*EXTRAIT À LIRE*.

--

BuzzFeed News publie ici les rapports pour examen public.
Parmi plus de 3 000 pages, couvrant les années 2004 à 2019, figurent des enquêtes, petites et grandes, portant sur des irrégularités de facturation de la part de contractants, un espion qui a facturé une visite dans un « club de gentlemen » à l’étranger et un employé qui a utilisé les systèmes informatiques du gouvernement pour revendre plus de 700 articles achetés dans des vide-greniers.
D’autres rapports ont déjà fait l’objet d’une couverture médiatique, comme l’implication de la CIA dans la production du film Zero Dark Thirty, la torture des détenus dans les prisons des sites noirs, et une opération vieille de plusieurs décennies au Pérou qui a conduit à la mort de missionnaires.
Des rapports plus récents montrent qu’une employée de la CIA a fait l’objet d’une enquête en octobre 2018 pour avoir utilisé les systèmes informatiques et les bases de données de l’agence afin de mener des « recherches non officielles » sur son frère, et que l’inspecteur général a corroboré les allégations contenues dans un mémorandum de janvier 2018 selon lesquelles un autre employé de la CIA a violé le Hatch Act, qui limite l’activité politique des fonctionnaires de l’exécutif.
Les documents révèlent également le schéma des affaires d’abus sexuels, dans lequel les enquêteurs internes ont déterré des preuves de crimes sexuels impliquant des enfants, mais les procureurs fédéraux n’ont porté aucune accusation.
Comme c’est généralement le cas pour les documents de renseignement, les dossiers ont été fortement expurgés. Parmi les informations qui ont été cachées figurent les noms des employés et des contractants accusés et des détails sur leurs emplois à la CIA. L’agence invoque des raisons de vie privée, de sécurité nationale et une loi fédérale qui dispense la CIA de divulguer des détails sur ses opérations.
Un rapport fortement expurgé de l’inspecteur général de la CIA
Au cours de son entretien du 17 novembre 2008 avec l’OIG (Organisation Intergouvernementale – WIKI), […] a admis à SA (AS – Agent Spécial) […] que le ou vers le […], il a eu une activité sexuelle inappropriée avec une fillette de deux ans non identifiée […].Le département de police de […] n’a pas été en mesure d’identifier le nom de la victime féminine.
Dans sa déclaration du 17 février 2009 à l’AS, […] a admis avoir eu des contacts sexuels inappropriés avec […] la fillette de six ans […] à deux occasions distinctes.

--

*JEU DE DONNÉES*.
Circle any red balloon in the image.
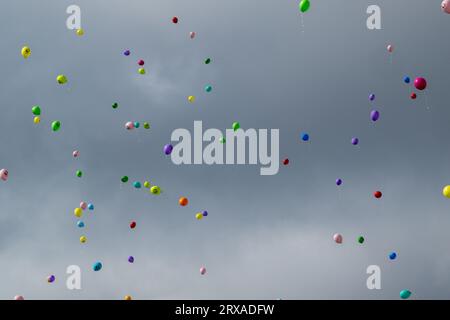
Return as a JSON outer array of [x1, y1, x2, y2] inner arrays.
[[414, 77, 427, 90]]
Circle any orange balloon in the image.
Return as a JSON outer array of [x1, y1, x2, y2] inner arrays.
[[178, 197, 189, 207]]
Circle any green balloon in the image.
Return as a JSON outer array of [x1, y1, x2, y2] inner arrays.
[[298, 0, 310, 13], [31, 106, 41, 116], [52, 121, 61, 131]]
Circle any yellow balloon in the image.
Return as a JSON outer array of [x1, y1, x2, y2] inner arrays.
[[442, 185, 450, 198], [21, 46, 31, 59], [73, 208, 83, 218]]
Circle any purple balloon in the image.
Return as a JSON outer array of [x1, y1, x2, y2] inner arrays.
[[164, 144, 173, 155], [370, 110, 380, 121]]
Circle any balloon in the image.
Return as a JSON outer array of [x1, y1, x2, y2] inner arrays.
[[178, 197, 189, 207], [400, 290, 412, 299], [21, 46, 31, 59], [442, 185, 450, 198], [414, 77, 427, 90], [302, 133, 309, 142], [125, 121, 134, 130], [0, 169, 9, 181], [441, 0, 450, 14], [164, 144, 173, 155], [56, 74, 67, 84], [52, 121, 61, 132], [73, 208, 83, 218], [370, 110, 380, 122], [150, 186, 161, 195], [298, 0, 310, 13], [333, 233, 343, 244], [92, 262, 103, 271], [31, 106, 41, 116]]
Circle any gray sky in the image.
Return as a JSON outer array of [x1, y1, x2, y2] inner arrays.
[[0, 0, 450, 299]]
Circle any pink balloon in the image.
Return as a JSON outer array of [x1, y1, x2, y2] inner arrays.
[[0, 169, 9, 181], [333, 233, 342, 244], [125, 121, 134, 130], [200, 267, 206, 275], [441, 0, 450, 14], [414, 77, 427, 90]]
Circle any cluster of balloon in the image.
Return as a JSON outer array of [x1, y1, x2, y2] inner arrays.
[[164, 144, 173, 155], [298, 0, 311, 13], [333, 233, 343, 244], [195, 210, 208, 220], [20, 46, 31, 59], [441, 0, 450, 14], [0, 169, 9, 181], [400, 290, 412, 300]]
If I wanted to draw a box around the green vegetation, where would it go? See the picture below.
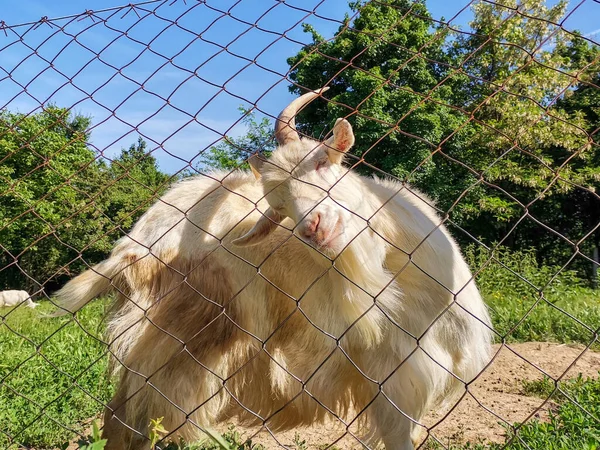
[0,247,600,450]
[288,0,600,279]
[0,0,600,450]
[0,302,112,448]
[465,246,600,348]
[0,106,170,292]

--

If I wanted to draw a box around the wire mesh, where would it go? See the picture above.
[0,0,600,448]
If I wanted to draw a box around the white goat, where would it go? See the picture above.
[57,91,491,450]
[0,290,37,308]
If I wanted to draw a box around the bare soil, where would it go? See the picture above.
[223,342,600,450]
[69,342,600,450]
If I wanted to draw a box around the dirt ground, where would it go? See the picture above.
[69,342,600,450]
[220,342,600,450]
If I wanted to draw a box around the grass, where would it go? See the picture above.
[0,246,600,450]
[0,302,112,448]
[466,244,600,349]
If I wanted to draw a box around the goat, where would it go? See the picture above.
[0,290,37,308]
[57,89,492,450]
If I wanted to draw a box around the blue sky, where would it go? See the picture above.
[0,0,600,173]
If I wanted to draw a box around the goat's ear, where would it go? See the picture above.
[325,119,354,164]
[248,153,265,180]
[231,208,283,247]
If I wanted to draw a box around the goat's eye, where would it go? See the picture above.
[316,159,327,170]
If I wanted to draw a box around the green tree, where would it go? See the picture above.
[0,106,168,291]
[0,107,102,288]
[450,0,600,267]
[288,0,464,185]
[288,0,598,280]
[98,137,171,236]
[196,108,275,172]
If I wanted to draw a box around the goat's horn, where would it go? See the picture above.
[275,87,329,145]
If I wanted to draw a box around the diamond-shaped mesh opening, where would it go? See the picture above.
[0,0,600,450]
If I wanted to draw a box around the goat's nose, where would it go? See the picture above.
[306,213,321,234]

--

*CONSIGNE*.
Énumérez les sujets de rapports qui, d'après l'extrait sur les rapports de la CIA, avaient déjà été couverts par les médias. Les données n'ont aucun lien avec l'extrait.

*RÉPONSE*.
- L'implication de la CIA dans la production du film Zero Dark Thirty
- La torture des détenus dans les prisons des sites noirs
- Une opération vieille de plusieurs décennies au Pérou qui a conduit à la mort de missionnaires